TEXT TO READ
——————
Long intro. I couldn't figure out how to cut it down to something more manageable, but it's been actually months since I read this book and my thoughts about it are a bit blurred. In any case, it was another enjoyable book in the Ender universe.

I did roll my eyes a lot at some parts of the book, particularly the whole spiritual aspect of speaking for the dead, and the pseudo-psychology of it. Meh. I'm quite cynical in general so I find the idea of speaking the good and bad of a life as a way to heal life's wounds fairly unlikely and a bit ridiculous. It also felt a bit unlikely to me that Ender could so easily show up and just repair a family so broken as Novinha's.

It isn't right to let the silly bits make the book sound appalling without providing some examples of the good as well, but has really been a long, long time since I read this.

I suppose what I liked best were the xenological aspects. Card's conception of the way the planet works, the symbiosis between the piggies and the trees for example, was fascinating. It's the anthropology of an imagined universe, described in more (or maybe just a different kind of) detail than most books with new worlds.

I think, to generalize, I found this book more problematic (in a different way) than Ender's Game and so I liked it less, but I wasn't disappointed to have spent time reading it. I was interested enough to read it, and to read it quickly. So philosophy and likelihood of magical familial healing aside, it was a worthwhile way to spend some time and I do look forward to the next in the series.

Orson Scott Card has written dozens of novels and short stories, including at least eight about Ender Wiggin. Card has won numerous awards, including multiple Hugo and Nebula awards. Orson Scott Card's official website can be found at Hatrack River.

Card, Orson Scott. Speaker for the Dead. New York: Tor, 1994.
Finished: 14 August 2009
Rating: 4 of 5 speaking trees
This was my 4th book in August and my 33rd in 2009.
——————
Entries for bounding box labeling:
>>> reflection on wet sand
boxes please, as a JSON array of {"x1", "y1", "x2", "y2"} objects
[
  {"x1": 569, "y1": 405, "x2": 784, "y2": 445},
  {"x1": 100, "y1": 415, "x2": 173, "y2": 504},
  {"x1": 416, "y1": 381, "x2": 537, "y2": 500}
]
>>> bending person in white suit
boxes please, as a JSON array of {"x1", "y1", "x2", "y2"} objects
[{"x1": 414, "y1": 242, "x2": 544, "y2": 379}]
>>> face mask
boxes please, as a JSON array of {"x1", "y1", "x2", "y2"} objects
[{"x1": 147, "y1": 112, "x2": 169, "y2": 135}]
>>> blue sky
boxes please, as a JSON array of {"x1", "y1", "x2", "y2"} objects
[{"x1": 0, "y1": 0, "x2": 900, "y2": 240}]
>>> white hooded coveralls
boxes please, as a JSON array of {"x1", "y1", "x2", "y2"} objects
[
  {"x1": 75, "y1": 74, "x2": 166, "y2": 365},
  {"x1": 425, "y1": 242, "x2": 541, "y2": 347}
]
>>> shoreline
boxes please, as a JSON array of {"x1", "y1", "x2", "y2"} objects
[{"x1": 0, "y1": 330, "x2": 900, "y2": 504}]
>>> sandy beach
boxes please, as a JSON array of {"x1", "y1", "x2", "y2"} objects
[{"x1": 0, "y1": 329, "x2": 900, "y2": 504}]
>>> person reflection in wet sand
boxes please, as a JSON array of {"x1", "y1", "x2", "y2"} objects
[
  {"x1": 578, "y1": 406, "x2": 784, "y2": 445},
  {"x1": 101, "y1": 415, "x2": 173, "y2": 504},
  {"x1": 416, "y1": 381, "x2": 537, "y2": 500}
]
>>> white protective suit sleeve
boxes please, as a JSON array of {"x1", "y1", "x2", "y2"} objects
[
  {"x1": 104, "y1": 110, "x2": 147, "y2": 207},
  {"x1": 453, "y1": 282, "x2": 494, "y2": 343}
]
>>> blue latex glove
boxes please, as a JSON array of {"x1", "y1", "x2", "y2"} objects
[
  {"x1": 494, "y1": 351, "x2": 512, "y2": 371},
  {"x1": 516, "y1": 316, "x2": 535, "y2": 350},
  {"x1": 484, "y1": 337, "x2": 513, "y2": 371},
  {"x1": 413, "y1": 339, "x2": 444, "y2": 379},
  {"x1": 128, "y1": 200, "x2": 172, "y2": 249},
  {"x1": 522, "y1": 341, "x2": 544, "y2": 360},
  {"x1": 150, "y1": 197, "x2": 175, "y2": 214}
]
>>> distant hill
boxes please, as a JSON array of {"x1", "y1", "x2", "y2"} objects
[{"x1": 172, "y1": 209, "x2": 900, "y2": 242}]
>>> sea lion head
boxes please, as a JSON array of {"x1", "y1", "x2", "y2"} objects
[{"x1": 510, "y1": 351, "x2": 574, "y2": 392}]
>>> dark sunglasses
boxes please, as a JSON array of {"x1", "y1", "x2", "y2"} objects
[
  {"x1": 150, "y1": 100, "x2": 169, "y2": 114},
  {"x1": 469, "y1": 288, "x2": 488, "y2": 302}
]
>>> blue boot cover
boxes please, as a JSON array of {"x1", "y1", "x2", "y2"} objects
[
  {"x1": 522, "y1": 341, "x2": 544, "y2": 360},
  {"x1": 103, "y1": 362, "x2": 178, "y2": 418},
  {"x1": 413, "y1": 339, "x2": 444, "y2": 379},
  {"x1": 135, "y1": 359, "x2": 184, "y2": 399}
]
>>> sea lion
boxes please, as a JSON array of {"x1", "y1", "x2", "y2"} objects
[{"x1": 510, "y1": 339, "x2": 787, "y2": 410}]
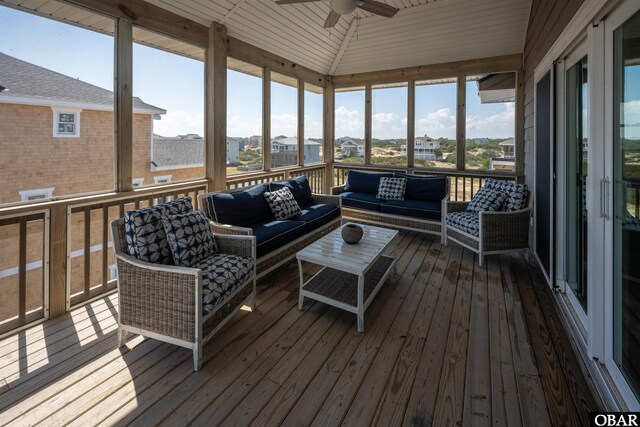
——————
EXERCISES
1 - Extract the passage of the book review that begins at the words "Orson Scott Card has" and stops after "33rd in 2009.".
2 - Answer these questions from the book review:
(a) Which publisher and year does the citation give for the book?
(b) On what date did the reviewer finish reading it?
(c) Which book in the series did the reviewer like more than this one?

SOLVED PROBLEMS
1 -
Orson Scott Card has written dozens of novels and short stories, including at least eight about Ender Wiggin. Card has won numerous awards, including multiple Hugo and Nebula awards. Orson Scott Card's official website can be found at Hatrack River.

Card, Orson Scott. Speaker for the Dead. New York: Tor, 1994.
Finished: 14 August 2009
Rating: 4 of 5 speaking trees
This was my 4th book in August and my 33rd in 2009.

2 -
(a) Tor, 1994
(b) 14 August 2009
(c) Ender's Game